| GOAL |
List every line of the material below that contains the word "dark", copying each such line in full.

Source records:
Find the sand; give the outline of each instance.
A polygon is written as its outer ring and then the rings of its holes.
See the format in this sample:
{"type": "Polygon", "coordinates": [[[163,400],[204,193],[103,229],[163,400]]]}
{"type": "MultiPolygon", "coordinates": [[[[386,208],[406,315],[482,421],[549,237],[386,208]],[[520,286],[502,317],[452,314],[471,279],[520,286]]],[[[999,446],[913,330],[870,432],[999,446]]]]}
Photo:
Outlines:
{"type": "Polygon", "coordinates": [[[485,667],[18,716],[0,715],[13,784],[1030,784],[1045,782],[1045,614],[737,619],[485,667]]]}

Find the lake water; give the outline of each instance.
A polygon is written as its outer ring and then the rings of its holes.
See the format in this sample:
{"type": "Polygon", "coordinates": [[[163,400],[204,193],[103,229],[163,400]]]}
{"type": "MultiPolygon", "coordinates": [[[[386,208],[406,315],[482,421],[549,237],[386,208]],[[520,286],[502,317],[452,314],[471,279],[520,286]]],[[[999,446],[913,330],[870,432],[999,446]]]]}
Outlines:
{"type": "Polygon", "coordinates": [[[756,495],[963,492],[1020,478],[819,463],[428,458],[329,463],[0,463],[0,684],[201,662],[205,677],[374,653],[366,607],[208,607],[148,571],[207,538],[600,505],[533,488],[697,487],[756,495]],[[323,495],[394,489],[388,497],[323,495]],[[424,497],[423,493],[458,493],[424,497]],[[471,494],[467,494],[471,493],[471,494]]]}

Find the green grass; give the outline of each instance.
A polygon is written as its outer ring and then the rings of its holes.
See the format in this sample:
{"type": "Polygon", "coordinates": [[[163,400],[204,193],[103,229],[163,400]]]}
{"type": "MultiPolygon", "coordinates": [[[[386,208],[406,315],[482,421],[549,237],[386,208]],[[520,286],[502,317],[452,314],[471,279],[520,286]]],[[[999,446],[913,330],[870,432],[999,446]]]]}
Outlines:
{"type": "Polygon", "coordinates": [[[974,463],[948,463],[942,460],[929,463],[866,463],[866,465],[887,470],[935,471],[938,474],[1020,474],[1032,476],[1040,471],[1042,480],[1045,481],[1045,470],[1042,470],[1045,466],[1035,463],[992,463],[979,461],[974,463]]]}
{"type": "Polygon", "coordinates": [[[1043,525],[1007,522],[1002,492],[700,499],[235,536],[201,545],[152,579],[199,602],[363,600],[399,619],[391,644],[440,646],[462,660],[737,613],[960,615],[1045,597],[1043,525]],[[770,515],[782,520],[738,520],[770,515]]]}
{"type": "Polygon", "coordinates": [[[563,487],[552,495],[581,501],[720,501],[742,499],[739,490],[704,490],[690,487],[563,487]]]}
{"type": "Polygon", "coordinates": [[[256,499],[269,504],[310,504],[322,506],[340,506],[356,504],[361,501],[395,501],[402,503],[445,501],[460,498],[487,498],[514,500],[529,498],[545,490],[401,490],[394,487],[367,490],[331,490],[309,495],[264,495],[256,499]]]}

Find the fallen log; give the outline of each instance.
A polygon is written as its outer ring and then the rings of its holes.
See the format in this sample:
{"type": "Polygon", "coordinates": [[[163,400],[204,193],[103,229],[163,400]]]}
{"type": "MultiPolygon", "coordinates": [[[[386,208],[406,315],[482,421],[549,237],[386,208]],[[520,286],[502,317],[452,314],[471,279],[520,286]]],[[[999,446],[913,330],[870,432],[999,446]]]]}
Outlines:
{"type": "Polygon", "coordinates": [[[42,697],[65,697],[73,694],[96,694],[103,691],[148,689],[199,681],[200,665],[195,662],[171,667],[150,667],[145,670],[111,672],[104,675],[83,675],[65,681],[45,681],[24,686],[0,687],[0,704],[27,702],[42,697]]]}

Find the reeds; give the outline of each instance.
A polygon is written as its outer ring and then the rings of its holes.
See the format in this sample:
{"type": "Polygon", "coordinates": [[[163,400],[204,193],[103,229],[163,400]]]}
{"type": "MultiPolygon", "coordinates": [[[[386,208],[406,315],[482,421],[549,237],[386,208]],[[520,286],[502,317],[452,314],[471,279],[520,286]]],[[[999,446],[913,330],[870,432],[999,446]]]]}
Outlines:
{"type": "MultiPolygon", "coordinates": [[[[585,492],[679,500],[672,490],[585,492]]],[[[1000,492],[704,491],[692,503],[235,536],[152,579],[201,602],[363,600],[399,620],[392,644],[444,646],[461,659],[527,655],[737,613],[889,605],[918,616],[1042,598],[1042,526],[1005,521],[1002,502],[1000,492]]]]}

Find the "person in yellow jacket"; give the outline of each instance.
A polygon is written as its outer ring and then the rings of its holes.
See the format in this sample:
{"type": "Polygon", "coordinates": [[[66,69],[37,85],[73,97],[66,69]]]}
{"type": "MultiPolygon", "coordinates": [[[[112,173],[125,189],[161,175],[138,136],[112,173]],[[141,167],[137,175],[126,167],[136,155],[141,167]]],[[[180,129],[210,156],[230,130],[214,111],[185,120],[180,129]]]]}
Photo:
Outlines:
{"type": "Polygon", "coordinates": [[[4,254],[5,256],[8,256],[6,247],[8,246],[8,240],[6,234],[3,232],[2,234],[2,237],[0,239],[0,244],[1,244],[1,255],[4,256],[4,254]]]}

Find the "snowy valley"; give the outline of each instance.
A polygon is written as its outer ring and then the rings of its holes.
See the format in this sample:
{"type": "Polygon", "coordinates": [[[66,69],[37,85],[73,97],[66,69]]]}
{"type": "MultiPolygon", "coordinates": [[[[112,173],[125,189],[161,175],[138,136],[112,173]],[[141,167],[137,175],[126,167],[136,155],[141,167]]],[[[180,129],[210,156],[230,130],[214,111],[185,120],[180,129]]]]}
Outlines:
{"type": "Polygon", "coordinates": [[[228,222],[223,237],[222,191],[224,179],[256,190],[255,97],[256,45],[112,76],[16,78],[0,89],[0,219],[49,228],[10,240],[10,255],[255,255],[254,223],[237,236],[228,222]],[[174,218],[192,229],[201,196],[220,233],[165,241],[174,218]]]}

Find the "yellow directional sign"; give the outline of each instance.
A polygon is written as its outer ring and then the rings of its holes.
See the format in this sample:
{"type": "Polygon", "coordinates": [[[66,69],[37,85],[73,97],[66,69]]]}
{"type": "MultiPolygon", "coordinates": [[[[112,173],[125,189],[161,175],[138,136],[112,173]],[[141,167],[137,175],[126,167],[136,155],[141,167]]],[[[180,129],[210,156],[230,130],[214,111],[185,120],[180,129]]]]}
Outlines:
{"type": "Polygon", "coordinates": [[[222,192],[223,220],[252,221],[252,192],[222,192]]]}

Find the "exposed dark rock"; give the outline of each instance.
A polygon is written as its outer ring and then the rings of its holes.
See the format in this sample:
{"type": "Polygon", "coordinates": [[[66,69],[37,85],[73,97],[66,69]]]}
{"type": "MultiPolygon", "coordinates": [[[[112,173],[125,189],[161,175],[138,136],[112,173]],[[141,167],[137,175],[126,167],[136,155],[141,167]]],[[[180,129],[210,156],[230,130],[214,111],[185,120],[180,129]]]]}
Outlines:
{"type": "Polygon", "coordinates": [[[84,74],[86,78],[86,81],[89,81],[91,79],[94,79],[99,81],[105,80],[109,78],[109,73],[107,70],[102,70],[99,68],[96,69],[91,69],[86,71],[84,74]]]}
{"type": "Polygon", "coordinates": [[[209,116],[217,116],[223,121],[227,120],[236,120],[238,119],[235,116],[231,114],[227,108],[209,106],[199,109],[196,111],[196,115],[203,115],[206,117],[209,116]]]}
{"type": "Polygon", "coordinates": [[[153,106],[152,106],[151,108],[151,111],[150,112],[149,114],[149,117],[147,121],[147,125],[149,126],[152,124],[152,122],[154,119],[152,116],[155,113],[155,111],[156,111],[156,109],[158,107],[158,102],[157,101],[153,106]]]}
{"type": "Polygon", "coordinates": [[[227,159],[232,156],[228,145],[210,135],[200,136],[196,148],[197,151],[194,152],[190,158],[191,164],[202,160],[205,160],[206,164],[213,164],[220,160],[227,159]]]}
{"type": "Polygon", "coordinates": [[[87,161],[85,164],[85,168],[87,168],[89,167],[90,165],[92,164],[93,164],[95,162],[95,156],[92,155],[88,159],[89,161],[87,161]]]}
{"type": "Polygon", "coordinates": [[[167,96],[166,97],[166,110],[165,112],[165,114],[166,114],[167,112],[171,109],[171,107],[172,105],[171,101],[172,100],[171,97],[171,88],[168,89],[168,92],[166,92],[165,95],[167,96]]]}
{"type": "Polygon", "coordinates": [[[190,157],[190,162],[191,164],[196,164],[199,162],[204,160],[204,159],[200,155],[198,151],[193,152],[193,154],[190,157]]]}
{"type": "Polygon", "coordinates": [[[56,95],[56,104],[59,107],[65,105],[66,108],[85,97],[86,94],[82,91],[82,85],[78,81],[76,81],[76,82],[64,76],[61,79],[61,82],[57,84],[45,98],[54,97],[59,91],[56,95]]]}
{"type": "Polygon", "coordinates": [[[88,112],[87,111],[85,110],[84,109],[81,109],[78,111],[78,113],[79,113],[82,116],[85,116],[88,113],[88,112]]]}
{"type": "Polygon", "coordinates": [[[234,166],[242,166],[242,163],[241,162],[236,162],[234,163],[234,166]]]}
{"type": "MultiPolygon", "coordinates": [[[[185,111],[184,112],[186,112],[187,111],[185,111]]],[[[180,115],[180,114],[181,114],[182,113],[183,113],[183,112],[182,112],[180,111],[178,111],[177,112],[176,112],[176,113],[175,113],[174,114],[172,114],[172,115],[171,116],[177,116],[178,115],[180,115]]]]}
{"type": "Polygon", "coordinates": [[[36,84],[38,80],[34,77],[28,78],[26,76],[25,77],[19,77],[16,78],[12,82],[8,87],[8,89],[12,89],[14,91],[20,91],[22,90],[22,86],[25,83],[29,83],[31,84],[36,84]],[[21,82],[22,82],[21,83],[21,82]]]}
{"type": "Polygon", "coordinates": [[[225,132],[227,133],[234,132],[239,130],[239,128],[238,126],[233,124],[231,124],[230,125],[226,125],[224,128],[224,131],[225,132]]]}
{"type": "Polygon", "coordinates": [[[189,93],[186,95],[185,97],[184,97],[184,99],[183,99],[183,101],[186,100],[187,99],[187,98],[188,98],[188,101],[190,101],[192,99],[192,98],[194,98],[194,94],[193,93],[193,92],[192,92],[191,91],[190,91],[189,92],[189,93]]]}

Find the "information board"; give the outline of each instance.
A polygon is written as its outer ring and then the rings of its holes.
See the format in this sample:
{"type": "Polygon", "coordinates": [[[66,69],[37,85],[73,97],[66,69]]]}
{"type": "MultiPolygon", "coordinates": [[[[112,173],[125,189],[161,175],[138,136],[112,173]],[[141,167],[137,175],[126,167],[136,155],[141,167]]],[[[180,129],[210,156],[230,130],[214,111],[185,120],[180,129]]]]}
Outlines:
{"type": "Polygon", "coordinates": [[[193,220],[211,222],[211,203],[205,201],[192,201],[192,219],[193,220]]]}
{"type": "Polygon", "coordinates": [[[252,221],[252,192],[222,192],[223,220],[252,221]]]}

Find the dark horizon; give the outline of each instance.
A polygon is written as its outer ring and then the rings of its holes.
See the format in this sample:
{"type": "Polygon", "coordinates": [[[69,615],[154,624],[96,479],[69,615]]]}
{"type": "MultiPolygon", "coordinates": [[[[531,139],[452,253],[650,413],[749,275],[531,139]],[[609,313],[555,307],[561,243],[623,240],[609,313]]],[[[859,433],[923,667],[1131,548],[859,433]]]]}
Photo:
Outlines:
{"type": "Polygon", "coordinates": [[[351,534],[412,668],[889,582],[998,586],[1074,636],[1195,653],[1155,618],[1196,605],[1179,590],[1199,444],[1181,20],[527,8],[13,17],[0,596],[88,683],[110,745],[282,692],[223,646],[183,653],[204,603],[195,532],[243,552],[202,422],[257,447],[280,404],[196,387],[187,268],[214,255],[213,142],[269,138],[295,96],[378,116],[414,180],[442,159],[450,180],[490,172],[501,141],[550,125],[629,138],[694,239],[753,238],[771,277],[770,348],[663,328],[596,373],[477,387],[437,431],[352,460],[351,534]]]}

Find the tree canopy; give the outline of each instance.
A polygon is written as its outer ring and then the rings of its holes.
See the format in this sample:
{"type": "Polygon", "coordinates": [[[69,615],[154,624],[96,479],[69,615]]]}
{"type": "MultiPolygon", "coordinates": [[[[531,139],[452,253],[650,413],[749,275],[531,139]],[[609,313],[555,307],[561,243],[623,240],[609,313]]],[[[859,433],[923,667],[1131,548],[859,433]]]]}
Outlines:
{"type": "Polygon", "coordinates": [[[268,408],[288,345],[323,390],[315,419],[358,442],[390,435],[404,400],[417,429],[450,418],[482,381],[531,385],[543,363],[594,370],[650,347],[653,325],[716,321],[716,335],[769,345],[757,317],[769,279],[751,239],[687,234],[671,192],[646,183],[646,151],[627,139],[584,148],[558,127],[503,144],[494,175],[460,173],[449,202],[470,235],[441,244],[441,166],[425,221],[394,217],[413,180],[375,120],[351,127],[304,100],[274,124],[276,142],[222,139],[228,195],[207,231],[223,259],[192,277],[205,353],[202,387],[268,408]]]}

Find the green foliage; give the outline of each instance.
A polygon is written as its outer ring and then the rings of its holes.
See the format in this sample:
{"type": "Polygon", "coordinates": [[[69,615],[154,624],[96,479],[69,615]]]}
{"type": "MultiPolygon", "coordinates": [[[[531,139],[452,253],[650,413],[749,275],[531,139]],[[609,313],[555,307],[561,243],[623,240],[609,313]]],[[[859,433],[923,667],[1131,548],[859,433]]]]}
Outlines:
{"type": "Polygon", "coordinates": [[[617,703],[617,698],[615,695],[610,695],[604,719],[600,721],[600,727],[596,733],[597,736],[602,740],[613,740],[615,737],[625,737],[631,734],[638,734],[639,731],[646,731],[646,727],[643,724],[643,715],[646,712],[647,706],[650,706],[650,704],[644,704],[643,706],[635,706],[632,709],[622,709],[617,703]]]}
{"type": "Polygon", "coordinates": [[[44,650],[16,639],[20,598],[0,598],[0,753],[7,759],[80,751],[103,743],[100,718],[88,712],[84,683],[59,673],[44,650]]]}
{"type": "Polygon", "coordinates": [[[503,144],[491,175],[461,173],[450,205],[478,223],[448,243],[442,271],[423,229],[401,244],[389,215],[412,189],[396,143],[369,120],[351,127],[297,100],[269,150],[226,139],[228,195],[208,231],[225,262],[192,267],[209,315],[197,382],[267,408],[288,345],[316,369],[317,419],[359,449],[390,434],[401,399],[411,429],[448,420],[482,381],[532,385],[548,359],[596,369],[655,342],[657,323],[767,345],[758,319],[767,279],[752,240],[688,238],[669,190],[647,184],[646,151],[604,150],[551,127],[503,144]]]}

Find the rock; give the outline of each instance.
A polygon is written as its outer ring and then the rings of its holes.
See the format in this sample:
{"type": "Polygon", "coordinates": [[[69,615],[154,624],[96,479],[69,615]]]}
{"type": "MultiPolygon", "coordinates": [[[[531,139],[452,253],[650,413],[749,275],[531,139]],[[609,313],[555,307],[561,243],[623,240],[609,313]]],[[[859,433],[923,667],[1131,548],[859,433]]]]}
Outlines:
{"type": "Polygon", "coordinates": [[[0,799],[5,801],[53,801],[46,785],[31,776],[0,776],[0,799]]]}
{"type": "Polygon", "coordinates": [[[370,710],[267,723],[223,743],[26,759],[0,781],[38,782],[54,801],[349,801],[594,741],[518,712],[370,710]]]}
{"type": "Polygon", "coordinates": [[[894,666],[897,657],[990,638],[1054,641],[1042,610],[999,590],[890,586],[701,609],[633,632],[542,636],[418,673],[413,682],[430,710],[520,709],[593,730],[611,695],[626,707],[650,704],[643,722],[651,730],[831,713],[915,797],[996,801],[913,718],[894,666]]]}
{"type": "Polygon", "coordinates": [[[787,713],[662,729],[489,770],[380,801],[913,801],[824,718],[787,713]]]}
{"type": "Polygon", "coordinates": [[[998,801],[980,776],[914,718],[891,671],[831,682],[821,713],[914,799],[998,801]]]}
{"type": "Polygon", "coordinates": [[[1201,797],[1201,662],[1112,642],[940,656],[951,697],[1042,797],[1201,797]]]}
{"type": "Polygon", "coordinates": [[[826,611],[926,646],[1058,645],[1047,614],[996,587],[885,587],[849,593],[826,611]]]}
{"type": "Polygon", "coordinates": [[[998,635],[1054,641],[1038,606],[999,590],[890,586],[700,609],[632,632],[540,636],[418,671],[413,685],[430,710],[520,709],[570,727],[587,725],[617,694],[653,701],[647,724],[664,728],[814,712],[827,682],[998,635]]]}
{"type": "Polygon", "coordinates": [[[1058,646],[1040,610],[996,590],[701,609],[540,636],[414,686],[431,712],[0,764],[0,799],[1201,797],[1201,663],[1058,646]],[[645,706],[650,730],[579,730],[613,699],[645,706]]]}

| SOLUTION BELOW |
Find the "exposed dark rock"; give the outline of each instance.
Find the dark horizon; give the outline of each instance.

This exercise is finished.